AIM — Locate the line that contains "pin: white post". Reproduce it and all following lines up to the end of the material, exactly and with nothing added.

--- START OF EXERCISE DATA ---

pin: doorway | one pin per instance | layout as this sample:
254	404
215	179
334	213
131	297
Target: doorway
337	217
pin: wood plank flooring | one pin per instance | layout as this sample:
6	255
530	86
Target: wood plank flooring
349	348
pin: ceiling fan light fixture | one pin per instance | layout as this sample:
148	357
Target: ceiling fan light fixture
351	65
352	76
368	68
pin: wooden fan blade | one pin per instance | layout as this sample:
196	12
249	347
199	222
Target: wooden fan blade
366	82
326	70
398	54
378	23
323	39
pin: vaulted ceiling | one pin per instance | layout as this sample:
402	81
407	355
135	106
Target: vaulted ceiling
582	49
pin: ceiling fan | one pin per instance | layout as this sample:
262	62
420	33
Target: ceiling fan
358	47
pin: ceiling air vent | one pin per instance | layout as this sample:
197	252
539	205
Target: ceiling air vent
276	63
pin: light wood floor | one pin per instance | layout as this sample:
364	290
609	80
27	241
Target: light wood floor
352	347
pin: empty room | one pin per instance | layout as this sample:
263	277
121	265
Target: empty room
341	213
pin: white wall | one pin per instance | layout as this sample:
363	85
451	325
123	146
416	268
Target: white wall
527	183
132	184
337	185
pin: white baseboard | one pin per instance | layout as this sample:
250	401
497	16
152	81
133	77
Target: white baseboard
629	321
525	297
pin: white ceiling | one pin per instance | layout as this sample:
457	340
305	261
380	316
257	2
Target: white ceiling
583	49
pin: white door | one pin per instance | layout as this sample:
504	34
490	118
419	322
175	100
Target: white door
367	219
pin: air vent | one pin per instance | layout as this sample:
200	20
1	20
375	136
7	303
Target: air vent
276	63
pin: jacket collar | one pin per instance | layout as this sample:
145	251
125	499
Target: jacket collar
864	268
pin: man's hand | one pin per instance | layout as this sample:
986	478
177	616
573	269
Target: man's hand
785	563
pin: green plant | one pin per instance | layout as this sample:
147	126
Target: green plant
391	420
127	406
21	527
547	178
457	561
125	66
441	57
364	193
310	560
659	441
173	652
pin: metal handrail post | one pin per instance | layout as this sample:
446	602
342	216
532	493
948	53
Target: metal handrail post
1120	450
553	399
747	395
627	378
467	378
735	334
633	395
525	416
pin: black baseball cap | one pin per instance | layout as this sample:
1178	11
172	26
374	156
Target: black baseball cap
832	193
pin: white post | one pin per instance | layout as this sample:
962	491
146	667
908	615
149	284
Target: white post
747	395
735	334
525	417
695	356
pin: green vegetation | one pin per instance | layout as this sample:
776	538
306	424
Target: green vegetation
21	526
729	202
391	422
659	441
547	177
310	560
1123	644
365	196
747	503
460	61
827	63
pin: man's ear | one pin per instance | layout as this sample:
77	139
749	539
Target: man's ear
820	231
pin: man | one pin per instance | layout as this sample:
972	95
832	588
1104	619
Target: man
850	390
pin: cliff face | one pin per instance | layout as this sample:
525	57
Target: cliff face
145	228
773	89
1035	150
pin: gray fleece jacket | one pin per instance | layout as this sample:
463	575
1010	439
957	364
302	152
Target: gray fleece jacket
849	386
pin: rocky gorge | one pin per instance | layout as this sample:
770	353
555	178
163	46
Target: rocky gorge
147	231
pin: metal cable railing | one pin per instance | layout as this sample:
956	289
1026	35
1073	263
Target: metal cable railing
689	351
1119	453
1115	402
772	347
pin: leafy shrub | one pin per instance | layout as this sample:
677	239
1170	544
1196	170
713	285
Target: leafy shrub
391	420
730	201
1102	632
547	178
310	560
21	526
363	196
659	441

--- END OF EXERCISE DATA ---

EXPECTED ANSWER —
pin: white post | one pin per instance | layout as this sample:
962	491
146	667
908	615
149	284
Target: white post
747	395
735	334
525	417
695	356
pin: green vegetation | one pin per instance | layout as this sample:
776	538
306	424
Target: green vegetation
21	526
729	202
391	422
659	441
547	177
310	560
1123	644
365	196
747	503
460	61
827	63
pin: man's ear | one pin per instance | layout as this sample:
77	139
749	539
Target: man's ear
820	231
pin: man | one pin per instance | layout as this sample:
972	95
832	588
1104	619
Target: man
850	390
pin: cliff face | one pin per instance | layout as this sample:
525	57
Target: cliff face
145	228
773	89
1035	150
pin: gray fleece jacket | one pin per instance | layout as this sample:
463	575
1010	439
957	364
302	152
Target: gray fleece jacket
849	386
pin: rocky gorge | one pin per instance | layout as this sample:
770	353
555	178
163	46
Target: rocky gorge
147	231
pin: metal cable railing | one pin per instance | layout as this sample:
956	289
1026	35
1073	263
Target: metal cable railing
689	351
1119	453
1115	402
772	347
pin: leafy shrub | one pin per instance | layout as this sample:
677	239
1170	544
1196	170
713	285
Target: leafy shrub
391	420
730	201
1102	632
547	178
310	560
21	526
363	196
659	441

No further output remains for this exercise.